AIM OF THE TASK :: Return the portion of the forum discussion on soap fragrance oils from "I always smell" up to and including "have that one.", copied verbatim.

I love SC.  They are pricey, but they also seem to be a bit more concentrated.  I have very few problems with their FOs.  And my high-beeswax content (= high melt point) and honey usage make my recipes finicky.  Their scents behave. 

Having said that, let me also point out that I don't color, swirl, or anything else that might require a slower trace.  I scent and pour.

I've been very pleased with all their scents.  And of course, NEVER judge a FO by the OOB test.  

Try something, and see how it works for you.  IMHO, if it's reliable, consistent, works without fuss, and you don't have to cross your fingers every time you use it, it's worth the price.

~HL~


----------



## JayJay (Jan 20, 2016)

HoneyLady said:


> I love SC.  They are pricey, but they also seem to be a bit more concentrated.  I have very few problems with their FOs.  And my high-beeswax content (= high melt point) and honey usage make my recipes finicky.  Their scents behave.
> 
> Having said that, let me also point out that I don't color, swirl, or anything else that might require a slower trace.  I scent and pour.
> 
> ...



I hear you. If they are more concentrated, then the price could even out. But with the lack of reviews, it would be too costly for me to figure it out on my own. I don't think I will be getting any more samples unless I get reviews on here that convince me. 

I agree that they seem to be a different caliber. I'm just not there financially. Maybe someday. 

I always smell my FO OOB, and make some preliminary judgements. It never occurred to me to actually test every single one. I am conservative because I consider a stinky soap to be a complete waste, which is a problem for me. How do you manage that issue? Do you give the ones you don't like away to charity?


----------



## dibbles (Jan 21, 2016)

Oh I do remember loving Masculine Musk. Kind of forgot about that one! I agree with jblaney about Clean and Ginger Essence. Clean is very strong, but just kind of okay - I didn't care for it much. Ginger Essence is very nice, and I used it without blending. I also used Heather in a lot of blends to freshen up scents that were too heavy for my taste, but I don't know if they still have that one.


----------



## HoneyLady (Jan 21, 2016)

Jay -- 

Scents are very, very, very, VERY subjective.  Even more than tastes or interpretation of colors, in my experience.  That's why there are 10 gazillion bottles in the fragrance dept. of Macy's.  What one person LOVES, another will despise.

[ Note: For an example of this go to fragrantica dot com, pick a perfume/cologne you are very familiar with -- one you or your SO wears -- and read the reviews about how others smell it, and what 'notes' they detect.  It's an eye opener. ]

The trouble with testing a scent OOB, is that they likely will morph dramatically when made into soap.  They may 'bloom' and become better.  A scent you didn't care for may become your favorite when made up.  One you liked may change and disappoint you.

When trying a new scent, I buy the smallest option available -- usually 2-3 ounces.  This is enough to make a 2 pound batch, which yields me 6-7 bars.  Even if *I* find the scent horrendous, there is someone who is willing to buy it.  

I keep a box of 'Oops and Uglies' on hand that I sell at 'discount', meaning 'less than full retail'.  People like getting bargains, and they use them for their gym bag, pet shampoos, etc.  One fellow buys them from me and puts them inside his shoes to help them deodorize.  I give some away, too.  But I've never yet found a scent that NOBODY wants.

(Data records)

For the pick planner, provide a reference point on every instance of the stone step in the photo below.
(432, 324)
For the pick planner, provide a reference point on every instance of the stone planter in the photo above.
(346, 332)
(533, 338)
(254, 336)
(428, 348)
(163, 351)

EXPECTED OUTPUT ::
I always smell my FO OOB, and make some preliminary judgements. It never occurred to me to actually test every single one. I am conservative because I consider a stinky soap to be a complete waste, which is a problem for me. How do you manage that issue? Do you give the ones you don't like away to charity?


----------



## dibbles (Jan 21, 2016)

Oh I do remember loving Masculine Musk. Kind of forgot about that one! I agree with jblaney about Clean and Ginger Essence. Clean is very strong, but just kind of okay - I didn't care for it much. Ginger Essence is very nice, and I used it without blending. I also used Heather in a lot of blends to freshen up scents that were too heavy for my taste, but I don't know if they still have that one.